**PASSAGE GIVEN**
▼▼▼

The second pressure sensor C2 is constituted by the electrode 111e of the second electrically conductive member 110e, the second elastic member 120e, the second portion 130e of the insulating sheet 130, and the third leg 142c of the metal dome 140. In other words, the second pressure sensor C2 is constituted by the electrode 111e, a predetermined part (the third leg 142c) of the metal dome 140 supported on the electrode 111e, and an insulator (the second portion 130e) between the electrode 111e and the predetermined part. The second pressure sensor C2 further includes an elastic member (the second elastic member 120e) between the insulator (the second portion 130e) and the electrode 111e.
The fourth pressure sensor C4 is constituted by the electrode 111g of the fourth electrically conductive member 110g, the fourth elastic member 120g, the fourth portion 130g of the insulating sheet 130, and the second leg 142b of the metal dome 140. In other words, the fourth pressure sensor C4 is constituted by the electrode 111g, a predetermined part (the second leg 142b) of the metal dome 140 supported on the electrode 111g, and an insulator (the fourth portion 130g) between the electrode 111g and the predetermined part. The fourth pressure sensor C4 further includes an elastic member (the fourth elastic member 120g) between the insulator (the fourth portion 130g) and the electrode 111g.

▲▲▲

**EXERCISE AIM**
Answer the following questions using the pressure sensor passage.
(a) Which part of the metal dome 140 forms part of the second pressure sensor C2?
(b) Which portion of the insulating sheet 130 serves as the insulator in the fourth pressure sensor C4?
(c) Which electrically conductive member does the electrode 111g belong to?

Dataset entries:
▼▼▼

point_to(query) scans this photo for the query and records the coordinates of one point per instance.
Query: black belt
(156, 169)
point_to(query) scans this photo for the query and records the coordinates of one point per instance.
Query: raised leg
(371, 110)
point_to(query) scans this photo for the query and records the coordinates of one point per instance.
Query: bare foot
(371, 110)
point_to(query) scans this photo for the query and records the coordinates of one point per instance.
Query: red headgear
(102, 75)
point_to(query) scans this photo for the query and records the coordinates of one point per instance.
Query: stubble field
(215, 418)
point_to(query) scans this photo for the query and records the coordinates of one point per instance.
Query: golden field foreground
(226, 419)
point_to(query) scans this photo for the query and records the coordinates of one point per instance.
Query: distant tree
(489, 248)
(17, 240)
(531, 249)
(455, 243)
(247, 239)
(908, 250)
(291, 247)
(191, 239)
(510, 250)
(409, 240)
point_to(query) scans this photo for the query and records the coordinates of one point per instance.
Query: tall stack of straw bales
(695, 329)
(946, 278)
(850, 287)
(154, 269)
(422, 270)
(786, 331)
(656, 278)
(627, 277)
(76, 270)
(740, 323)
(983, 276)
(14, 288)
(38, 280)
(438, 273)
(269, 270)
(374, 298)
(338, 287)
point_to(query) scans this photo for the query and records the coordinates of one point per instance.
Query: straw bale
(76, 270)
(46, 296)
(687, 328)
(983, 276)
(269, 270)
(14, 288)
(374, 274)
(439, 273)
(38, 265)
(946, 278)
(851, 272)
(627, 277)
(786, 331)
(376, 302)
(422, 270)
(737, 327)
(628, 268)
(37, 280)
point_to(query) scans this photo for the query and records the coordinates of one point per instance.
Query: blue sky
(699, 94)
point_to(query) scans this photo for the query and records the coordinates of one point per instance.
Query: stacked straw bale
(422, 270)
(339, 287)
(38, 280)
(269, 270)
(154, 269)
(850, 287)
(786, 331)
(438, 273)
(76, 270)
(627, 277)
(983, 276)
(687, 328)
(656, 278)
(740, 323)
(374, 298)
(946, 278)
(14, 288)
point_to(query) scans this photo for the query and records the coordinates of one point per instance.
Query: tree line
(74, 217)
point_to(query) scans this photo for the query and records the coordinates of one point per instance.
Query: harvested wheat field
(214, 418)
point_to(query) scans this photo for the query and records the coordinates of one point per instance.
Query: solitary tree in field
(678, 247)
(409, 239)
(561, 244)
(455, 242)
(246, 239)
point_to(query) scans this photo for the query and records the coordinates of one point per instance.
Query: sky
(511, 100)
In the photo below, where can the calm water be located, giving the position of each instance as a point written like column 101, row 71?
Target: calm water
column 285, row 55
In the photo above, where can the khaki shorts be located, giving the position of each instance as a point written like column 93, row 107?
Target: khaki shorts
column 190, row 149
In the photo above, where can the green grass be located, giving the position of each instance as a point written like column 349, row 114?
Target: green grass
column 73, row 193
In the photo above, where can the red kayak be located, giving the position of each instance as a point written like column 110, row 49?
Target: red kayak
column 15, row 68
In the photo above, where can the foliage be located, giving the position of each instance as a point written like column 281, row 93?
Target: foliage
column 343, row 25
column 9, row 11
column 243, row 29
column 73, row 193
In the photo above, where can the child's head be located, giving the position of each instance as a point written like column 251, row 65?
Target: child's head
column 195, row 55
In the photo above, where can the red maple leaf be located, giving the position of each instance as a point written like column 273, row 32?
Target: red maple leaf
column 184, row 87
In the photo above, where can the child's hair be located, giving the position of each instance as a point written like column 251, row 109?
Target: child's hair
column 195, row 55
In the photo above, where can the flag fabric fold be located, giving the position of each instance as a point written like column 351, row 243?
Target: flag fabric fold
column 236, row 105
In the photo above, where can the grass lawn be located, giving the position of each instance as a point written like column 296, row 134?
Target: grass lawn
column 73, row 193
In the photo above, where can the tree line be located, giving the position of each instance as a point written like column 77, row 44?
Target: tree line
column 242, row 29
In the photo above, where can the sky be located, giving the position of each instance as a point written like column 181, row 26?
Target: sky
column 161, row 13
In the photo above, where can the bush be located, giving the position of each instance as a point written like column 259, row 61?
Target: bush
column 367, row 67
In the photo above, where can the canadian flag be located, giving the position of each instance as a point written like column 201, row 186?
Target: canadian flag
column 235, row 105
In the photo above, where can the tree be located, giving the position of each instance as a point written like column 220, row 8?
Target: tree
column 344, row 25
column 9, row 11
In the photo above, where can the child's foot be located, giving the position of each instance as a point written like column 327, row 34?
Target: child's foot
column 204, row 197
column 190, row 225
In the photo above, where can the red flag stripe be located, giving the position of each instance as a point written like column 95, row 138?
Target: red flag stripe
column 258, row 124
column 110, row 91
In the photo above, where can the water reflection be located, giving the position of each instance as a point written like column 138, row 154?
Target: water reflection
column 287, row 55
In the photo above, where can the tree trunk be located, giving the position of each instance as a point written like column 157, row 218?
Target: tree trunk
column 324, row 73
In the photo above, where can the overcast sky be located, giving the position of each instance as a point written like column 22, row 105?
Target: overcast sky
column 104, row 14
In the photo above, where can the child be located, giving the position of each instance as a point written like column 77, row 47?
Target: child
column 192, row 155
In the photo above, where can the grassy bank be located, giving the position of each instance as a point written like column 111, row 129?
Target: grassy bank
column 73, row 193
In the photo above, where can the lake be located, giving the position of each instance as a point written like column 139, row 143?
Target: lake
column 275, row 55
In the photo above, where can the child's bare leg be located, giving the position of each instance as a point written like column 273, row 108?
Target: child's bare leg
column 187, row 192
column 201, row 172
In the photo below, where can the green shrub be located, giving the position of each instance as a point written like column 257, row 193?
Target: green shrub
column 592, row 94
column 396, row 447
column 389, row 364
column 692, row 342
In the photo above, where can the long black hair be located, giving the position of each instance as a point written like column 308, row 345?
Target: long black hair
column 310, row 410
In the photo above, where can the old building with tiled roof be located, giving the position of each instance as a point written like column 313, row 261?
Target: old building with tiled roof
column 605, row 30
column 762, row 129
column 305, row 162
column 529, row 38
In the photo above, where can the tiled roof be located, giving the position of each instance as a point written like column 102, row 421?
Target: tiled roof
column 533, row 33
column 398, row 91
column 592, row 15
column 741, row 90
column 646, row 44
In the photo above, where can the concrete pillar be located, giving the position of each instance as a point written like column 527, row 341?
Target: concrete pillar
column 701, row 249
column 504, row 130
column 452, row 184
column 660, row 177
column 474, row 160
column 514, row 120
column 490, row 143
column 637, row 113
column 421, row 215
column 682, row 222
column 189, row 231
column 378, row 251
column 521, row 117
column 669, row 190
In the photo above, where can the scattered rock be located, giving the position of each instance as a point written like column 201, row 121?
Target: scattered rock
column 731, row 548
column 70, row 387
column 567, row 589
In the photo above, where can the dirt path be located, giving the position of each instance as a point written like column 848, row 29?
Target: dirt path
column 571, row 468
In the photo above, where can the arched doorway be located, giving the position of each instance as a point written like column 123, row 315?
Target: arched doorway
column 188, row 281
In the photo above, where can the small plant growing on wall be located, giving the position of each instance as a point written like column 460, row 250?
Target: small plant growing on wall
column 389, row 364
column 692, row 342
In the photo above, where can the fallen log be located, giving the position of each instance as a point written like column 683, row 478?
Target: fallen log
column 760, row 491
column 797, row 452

▲▲▲

**FULL RESPONSE**
(a) The third leg 142c
(b) The fourth portion 130g
(c) The fourth electrically conductive member 110g